WHAT IS BEING ASKED:
Exactly as written, please set down all of the entries again, with no pictures.

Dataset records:
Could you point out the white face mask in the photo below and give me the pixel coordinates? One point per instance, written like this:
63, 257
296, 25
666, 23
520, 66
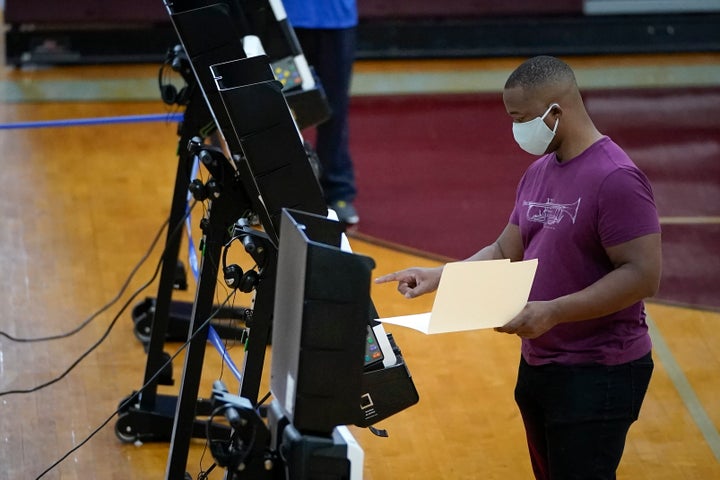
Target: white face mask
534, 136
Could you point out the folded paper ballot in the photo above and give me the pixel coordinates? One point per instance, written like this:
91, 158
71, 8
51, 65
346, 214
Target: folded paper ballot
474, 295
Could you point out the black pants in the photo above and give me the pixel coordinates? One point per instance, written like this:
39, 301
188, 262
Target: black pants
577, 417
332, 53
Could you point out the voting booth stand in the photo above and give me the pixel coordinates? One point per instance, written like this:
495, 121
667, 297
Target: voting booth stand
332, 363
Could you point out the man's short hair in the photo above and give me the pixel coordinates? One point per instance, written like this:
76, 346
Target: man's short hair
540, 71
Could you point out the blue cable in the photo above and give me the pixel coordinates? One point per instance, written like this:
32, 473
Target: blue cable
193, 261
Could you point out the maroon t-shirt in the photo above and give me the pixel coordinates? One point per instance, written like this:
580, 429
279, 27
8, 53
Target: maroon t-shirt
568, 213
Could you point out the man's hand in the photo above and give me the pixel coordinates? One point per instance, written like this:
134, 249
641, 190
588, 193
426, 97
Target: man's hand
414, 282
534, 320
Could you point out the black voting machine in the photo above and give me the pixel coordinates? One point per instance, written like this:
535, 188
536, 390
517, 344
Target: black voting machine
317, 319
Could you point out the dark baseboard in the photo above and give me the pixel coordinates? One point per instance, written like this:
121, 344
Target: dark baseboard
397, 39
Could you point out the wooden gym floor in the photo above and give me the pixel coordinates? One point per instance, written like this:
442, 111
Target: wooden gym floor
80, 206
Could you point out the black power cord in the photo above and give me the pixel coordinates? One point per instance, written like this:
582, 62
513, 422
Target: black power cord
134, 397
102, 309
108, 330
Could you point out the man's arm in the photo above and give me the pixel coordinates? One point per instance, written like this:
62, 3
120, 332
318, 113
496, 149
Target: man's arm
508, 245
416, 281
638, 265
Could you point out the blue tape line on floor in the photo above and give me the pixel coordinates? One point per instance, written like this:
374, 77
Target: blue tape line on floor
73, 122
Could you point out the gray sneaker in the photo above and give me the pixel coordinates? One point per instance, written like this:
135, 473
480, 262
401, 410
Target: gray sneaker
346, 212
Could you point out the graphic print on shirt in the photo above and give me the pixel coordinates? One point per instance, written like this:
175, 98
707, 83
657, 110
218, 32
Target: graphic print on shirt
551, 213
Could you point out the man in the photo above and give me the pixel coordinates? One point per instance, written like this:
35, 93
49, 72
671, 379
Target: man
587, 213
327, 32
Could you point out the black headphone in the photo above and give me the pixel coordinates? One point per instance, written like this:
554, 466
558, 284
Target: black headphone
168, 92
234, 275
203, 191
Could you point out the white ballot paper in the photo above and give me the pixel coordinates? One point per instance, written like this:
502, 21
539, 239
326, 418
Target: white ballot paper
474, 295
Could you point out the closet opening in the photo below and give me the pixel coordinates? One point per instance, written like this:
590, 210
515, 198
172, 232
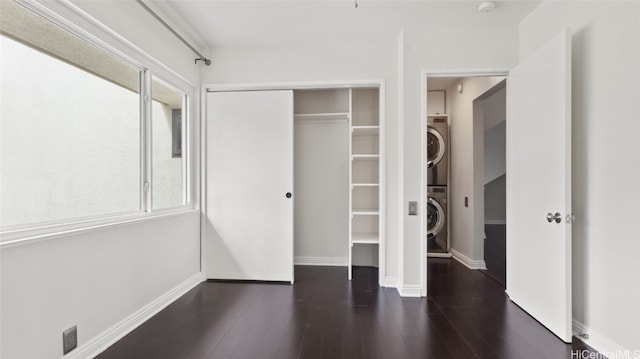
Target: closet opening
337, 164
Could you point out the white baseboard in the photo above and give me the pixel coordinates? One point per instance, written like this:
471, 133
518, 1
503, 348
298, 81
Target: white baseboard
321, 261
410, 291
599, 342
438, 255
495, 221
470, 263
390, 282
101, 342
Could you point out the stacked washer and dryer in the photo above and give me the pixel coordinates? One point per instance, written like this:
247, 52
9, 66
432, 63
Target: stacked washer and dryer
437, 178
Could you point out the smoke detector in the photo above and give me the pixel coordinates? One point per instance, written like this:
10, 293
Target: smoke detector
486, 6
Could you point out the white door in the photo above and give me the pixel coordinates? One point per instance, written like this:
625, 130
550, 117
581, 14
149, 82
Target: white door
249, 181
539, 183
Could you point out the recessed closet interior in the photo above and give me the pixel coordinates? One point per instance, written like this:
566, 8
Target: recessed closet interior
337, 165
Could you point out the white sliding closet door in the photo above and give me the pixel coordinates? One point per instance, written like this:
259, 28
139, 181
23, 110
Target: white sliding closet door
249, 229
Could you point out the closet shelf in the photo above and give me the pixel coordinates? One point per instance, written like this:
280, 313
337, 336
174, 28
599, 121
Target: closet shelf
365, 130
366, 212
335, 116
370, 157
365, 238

RESPONSE:
Could you point out the white face mask in the photo below and give me the pixel coordinates? One point per instance, written like this:
63, 257
296, 25
666, 23
520, 66
Target: white face mask
534, 136
Could you point out the folded paper ballot in the photo above and give me the pixel coordinates? One point per instance, written like this:
91, 158
71, 8
51, 65
346, 214
Target: folded paper ballot
474, 295
Could you point out the black pants in the photo above and give me the pixel coordinates? One point per instance, written like this:
39, 301
188, 262
Target: black pants
577, 417
332, 53
Could you point out the voting booth stand in the photo above and give me the pixel coordinates? One point per instance, written like this:
495, 121
667, 297
Target: voting booth stand
332, 363
Could you point out the man's short hair in the photo above and give me the pixel coordinates? One point per instance, written like this:
76, 346
Target: man's short hair
540, 71
Could you point out the blue cable in the photo above and give me the pixel coordinates? One point per instance, written like this:
32, 473
Target: blue cable
193, 261
Could you point out the maroon t-shirt in the photo above and give me the pixel coordinates? One point per instance, written like this:
580, 429
279, 27
8, 53
Target: maroon t-shirt
568, 213
Could you point out the man's hand in the photo above and give me the pixel coordinates? One point per instance, written like this:
134, 249
641, 190
588, 193
426, 97
Target: man's hand
414, 282
534, 320
Could you point out the black voting machine in the photo above and give me the pixel coordinates? One point per instance, written like this:
535, 188
536, 390
517, 344
Target: black voting machine
317, 319
Could you point out the dark baseboard in the photo above and give me the pixel coordinates? One point per instance, written like this:
121, 344
Target: dark baseboard
397, 39
Could you point out the wooden gym floor in the photo above and give me the pixel coordinates? One point per instance, written like this:
442, 111
Target: wooden gym floor
80, 206
Could you point out the black power cord in the photo above and give me the pixel coordinates? One point per instance, written like this:
582, 62
513, 422
Target: black power cord
134, 397
102, 309
108, 330
Could you point out the man's arm in the photo above and give me the pixel coordinates? One point per instance, written like this:
62, 3
120, 332
318, 113
496, 149
Target: man's arm
508, 245
416, 281
638, 265
Could you point out the blue tape line on floor in the photo above and give me the pixel coordinates? One point per instance, written like this:
374, 77
Target: blue tape line on floor
73, 122
Could you point out the gray sneaker in the photo above and give me the pixel coordinates? One point per instance, written like this:
135, 473
480, 262
401, 410
Target: gray sneaker
346, 212
Could you point out the graphic print on shirt in the photo above and give me the pixel coordinates? One point per instance, written like this:
175, 98
707, 83
657, 110
218, 32
Target: graphic print on shirt
551, 213
Could you point out the man in the photo above and give me the pixel coordinates? One point per instance, written like this:
35, 93
49, 72
671, 379
Target: man
587, 213
327, 32
Could you point out the black headphone in the photo above and give me the pixel coordinates? One point per instance, written like this:
554, 466
558, 284
Target: black headphone
168, 92
234, 275
203, 191
Could you point out the white ballot paper in the photo above and give me the pixel coordinates? One point per instance, written like this:
502, 21
539, 239
326, 418
Target: white ballot paper
474, 295
Could you point out the closet opening in the photo below and give me the pixel coordinates? One point per instance, written like this:
590, 210
515, 198
172, 232
Target: closet opening
337, 164
Could you point out the white baseboard in the photo above and give me the pixel coordinates? One point per instance, written like this:
471, 133
518, 1
503, 348
298, 81
Target: white baseboard
321, 261
410, 291
599, 342
438, 255
495, 221
470, 263
390, 282
101, 342
Could you point out the stacked washer and dryer in the photo above and give me the pixel coordinates? One point per instance, written like this:
247, 52
9, 66
432, 63
Target: stacked washer and dryer
437, 178
Could you point out the smoke detector in the photo above and give me the pixel coordinates? One point per instance, written like this:
10, 293
Target: smoke detector
486, 6
Could you point out the white door in the photo above and give me the pixel coordinates? One point per instance, written like this:
625, 130
550, 117
581, 14
149, 82
Target: white door
249, 181
539, 183
Could you point out the recessed closet interior in the photo above and give me the pixel coordinates? One point per instance, written like this:
566, 8
Target: recessed closet interior
337, 165
Could you point out the white sliding closet door in the photo above and give me the pixel coordinates? One point per instance, written like this:
259, 28
139, 181
23, 110
Target: white sliding closet door
249, 229
Could you point out the closet shelf in the photo above and give me the pixel coordinates? One point per instance, written like this:
280, 313
337, 336
174, 28
599, 121
Target: closet shelf
365, 130
366, 212
335, 116
370, 157
365, 238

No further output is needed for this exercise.